## Begin Page excerpt

What SQL is this query or operation generating?

Set the Log property of your DataContext object to Console.Out.

What objects are generated and how do I extend them?

MyDataContext : DataContext

Represents a users view of the database and is generated by designer/SQLMetal exposing a property for each table being mapped.

Can be extended by writing your own partial class or sub classing.

MyEntity / T

Represents an entity for each row in the associated table and is generated by designer/SQLMetal exposing a property for each field being mapped which is also decorated with attributes that specify the underlying field name and type.

Can be extended by writing your own partial class, sub classing or providing a super-class.

No classes are generated for the tables themselves, instead the generic class Table<T> uses the attribute information from the entity objects (cached via various metadata classes such as MetaTable).

What patterns does LINQ to SQL use?

Fortunately, ActiveRecord is ignored and a more flexible approach is used. It basically provides one class for the database and one for each type of entity (because of inheritance, there could be more than one type of entity per table).

I’ve yet to delve deep enough into the classes and patterns to find good matches but a brief look reveals the following possibilities:

Registry: System.Data.Linq.DataContext
Unit of Work: System.Data.Linq.DataContext
Identity Map: System.Data.Linq.IdentityManager
Table Data Gateway: System.Data.Linq.Table<T>
Query Object: System.Data.Linq.DataQuery<T>
Metadata Mapping: System.Data.Linq.Provider.Meta*, System.Data.Linq.*Attribute, System.Data.Linq.Mapping.*

How do I persist changes?

Call the SubmitChanges method on your DataContext object.

What causes the error “Row not found or changed” when submitting changes?

By default LINQ to SQL creates UPDATE statements that include every field as it was when read in the WHERE clause and not just the primary key as you might expect. The upshot is that if the record has changed since it was loaded it will not find it.

However, there are also a couple of scenarios where it won’t find the record even if it hasn’t changed:

If the data range/precision of the .NET type can’t exactly hold the value in the SQL table (e.g. DateTime)
If the table schema doesn’t exactly match the mapping (e.g. a column’s null-ability changing)

## End Page excerpt
## Begin Data extract

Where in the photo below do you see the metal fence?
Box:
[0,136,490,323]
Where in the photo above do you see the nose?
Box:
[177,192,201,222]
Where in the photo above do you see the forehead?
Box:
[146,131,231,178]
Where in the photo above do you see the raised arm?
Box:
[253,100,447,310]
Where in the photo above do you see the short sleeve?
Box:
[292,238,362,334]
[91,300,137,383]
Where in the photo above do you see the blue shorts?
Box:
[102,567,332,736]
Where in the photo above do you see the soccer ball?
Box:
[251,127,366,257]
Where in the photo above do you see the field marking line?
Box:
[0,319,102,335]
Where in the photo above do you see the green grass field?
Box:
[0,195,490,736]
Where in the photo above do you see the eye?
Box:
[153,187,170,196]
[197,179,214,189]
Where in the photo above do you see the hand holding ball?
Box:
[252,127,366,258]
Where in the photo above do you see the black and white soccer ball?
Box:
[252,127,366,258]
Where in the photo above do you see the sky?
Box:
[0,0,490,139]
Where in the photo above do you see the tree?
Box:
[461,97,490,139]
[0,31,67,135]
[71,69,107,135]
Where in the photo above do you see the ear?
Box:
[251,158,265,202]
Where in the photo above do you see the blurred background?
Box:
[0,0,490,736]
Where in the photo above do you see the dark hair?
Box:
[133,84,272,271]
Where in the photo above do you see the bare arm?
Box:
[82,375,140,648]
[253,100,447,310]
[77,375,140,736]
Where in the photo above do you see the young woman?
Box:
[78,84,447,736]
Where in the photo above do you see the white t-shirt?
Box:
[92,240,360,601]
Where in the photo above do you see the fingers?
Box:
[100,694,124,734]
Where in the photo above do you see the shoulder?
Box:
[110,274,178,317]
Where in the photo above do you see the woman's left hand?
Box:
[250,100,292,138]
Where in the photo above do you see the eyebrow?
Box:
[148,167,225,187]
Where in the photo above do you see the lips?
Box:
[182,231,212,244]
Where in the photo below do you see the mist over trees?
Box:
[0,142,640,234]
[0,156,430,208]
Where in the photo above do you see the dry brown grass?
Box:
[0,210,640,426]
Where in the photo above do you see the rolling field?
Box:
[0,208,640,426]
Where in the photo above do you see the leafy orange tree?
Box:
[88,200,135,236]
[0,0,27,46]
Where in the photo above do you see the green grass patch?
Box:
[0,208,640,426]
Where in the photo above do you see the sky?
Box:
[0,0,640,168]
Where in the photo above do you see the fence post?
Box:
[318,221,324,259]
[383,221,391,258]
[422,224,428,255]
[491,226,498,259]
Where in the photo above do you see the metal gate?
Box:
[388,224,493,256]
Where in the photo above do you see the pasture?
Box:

## End Data extract

#### [Exercises to complete]
- A) In the LINQ to SQL notes, which class is listed as the Identity Map?
- B) Resume the LINQ to SQL notes after their final sentence and carry them forward in the same question-and-answer style.

#### [Written answers]
- A) System.Data.Linq.IdentityManager

- B)
If in doubt remove the table from your LINQ schema diagram and drag a fresh copy back in from your database using the Server Explorer pane.

Why does the OnPropertyChanging event use the PropertyChanged event handler delegate?

OnPropertyChanging does seem to be using the PropertyChangedEvent and PropertyChangedEventArgs that OnPropertyChanged use.

Being that PropertyChangingEvent and PropertyChangingEventArgs exist I would assume this is a bug within the designer/SQLMetal in beta 2.

What database vendors are supported?

SQL Server 2000, 2005, 2008 and SQL-CE are currently included.

Why do queries against a table return entities that do not match the query?

This occurs when entity objects in memory are out-of-step with data in the database.

The query is executed against the SQL server and for each matching record it either creates and entity object or uses the cached one it already has.

Therefore it is possible your result set will:

not include matching entities because the database indicates they do not (database changed or do not exist)
include entities that do not match because the database indicated they did (database changed or object changed)

Why is memory consumption so high?

LINQ to SQL tends to burn more memory than you might be expecting because of the multiple objects and aggressive caching in place.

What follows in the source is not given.